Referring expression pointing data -
"""
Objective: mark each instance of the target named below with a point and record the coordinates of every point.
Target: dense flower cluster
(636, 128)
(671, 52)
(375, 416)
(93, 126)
"""
Using the records above as the source, restate each line verbatim.

Objective: mark each instance of the target named below with a point and record the coordinates of every point.
Target: dense flower cluster
(636, 128)
(671, 52)
(375, 416)
(93, 126)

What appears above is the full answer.